### WHAT THIS TASK INVOLVES
Reproduce each of the entries below line for line, changing nothing.

### GIVEN ENTRIES
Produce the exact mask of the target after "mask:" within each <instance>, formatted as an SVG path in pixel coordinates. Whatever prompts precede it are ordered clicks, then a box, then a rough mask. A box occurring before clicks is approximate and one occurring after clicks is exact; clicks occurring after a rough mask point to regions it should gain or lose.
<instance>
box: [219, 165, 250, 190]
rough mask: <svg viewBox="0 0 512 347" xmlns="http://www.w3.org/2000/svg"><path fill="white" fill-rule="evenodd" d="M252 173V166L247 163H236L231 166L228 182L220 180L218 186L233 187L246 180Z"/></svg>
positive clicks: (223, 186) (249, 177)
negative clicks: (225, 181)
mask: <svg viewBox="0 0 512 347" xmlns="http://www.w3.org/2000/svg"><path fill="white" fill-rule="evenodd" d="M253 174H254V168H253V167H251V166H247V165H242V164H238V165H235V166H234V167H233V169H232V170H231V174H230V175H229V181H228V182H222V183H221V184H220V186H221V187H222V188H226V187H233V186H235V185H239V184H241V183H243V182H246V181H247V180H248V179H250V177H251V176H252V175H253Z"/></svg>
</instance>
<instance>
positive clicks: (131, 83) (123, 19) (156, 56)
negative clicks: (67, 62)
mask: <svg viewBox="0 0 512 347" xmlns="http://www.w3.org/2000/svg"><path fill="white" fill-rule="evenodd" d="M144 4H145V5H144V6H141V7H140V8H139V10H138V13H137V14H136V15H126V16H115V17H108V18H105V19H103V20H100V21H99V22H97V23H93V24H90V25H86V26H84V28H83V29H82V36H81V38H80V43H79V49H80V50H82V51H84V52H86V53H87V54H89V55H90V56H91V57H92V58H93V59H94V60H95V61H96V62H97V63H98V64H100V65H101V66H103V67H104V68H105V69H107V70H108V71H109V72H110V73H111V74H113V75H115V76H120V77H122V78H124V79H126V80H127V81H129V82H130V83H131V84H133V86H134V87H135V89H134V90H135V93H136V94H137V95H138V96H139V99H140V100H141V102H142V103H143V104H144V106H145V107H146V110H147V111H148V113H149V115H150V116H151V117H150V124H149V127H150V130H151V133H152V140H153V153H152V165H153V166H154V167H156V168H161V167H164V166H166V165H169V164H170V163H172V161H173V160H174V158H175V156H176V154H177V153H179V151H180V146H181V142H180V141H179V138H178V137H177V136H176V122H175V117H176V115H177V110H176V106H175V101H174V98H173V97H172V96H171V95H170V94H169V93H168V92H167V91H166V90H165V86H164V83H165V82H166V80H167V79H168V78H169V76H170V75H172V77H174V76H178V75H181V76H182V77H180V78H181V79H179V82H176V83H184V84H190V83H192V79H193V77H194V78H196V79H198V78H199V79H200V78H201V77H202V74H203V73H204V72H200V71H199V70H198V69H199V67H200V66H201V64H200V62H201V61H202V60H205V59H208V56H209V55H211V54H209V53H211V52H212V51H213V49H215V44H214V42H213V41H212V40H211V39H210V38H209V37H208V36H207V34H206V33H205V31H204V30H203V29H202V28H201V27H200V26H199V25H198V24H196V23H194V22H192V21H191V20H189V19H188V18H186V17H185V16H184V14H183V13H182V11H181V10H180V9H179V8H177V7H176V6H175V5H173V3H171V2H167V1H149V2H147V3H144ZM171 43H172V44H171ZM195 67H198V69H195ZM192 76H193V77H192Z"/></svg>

### FINISHED TASK
Produce the exact mask of the target after "mask:" within each <instance>, formatted as an SVG path in pixel coordinates. Whatever prompts precede it are ordered clicks, then a box, then a rough mask. A box occurring before clicks is approximate and one occurring after clicks is exact; clicks occurring after a rough mask point to regions it should gain or lose.
<instance>
box: [219, 165, 250, 190]
rough mask: <svg viewBox="0 0 512 347" xmlns="http://www.w3.org/2000/svg"><path fill="white" fill-rule="evenodd" d="M252 173V166L247 163H236L231 166L228 182L220 180L218 186L233 187L246 180Z"/></svg>
positive clicks: (223, 186) (249, 177)
negative clicks: (225, 181)
mask: <svg viewBox="0 0 512 347" xmlns="http://www.w3.org/2000/svg"><path fill="white" fill-rule="evenodd" d="M253 174H254V168H253V167H251V166H247V165H242V164H238V165H235V166H234V167H233V169H232V170H231V174H230V175H229V181H228V182H222V183H221V184H220V186H221V187H222V188H226V187H233V186H235V185H239V184H241V183H243V182H246V181H247V180H248V179H250V177H251V176H252V175H253Z"/></svg>
</instance>
<instance>
positive clicks: (131, 83) (123, 19) (156, 56)
negative clicks: (67, 62)
mask: <svg viewBox="0 0 512 347" xmlns="http://www.w3.org/2000/svg"><path fill="white" fill-rule="evenodd" d="M144 4H145V5H144V6H141V7H140V8H139V10H138V13H137V14H136V15H126V16H115V17H108V18H105V19H103V20H100V21H99V22H97V23H93V24H90V25H86V26H84V28H83V29H82V36H81V38H80V43H79V49H80V50H82V51H84V52H86V53H87V54H89V55H90V56H91V57H92V58H93V59H94V60H95V61H96V62H97V63H98V64H100V65H101V66H103V67H104V68H105V69H107V70H108V71H109V72H110V73H111V74H113V75H115V76H120V77H122V78H124V79H126V80H127V81H129V82H130V83H131V84H133V86H134V87H135V89H134V90H135V93H136V94H137V95H138V96H139V99H140V100H141V102H142V103H143V104H144V106H145V107H146V110H147V111H148V113H149V115H150V116H151V117H150V124H149V127H150V130H151V133H152V140H153V153H152V165H153V166H154V167H156V168H161V167H164V166H166V165H169V164H170V163H172V161H173V160H174V158H175V156H176V154H177V153H179V151H180V146H181V142H180V141H179V138H178V137H177V136H176V122H175V117H176V115H177V110H176V106H175V101H174V98H173V97H172V96H171V95H170V94H169V93H168V92H167V91H166V90H165V86H164V83H165V82H166V80H167V79H168V78H169V76H170V75H172V77H174V76H178V75H181V76H182V77H180V78H181V79H179V82H176V83H184V84H190V83H192V79H193V77H194V78H196V79H198V78H199V79H200V78H201V77H202V74H203V73H204V72H200V71H199V70H198V69H199V67H200V66H201V64H200V62H201V61H202V60H205V59H208V56H209V55H211V54H209V53H211V52H212V51H213V49H215V44H214V42H213V41H212V40H211V39H210V38H209V37H208V36H207V34H206V33H205V31H204V30H203V29H202V28H201V27H200V26H199V25H198V24H196V23H194V22H192V21H191V20H189V19H188V18H186V17H185V16H184V14H183V13H182V11H181V10H180V9H179V8H177V7H176V6H175V5H173V3H171V2H167V1H149V2H147V3H144ZM171 43H172V44H171ZM195 67H198V69H195ZM192 76H193V77H192Z"/></svg>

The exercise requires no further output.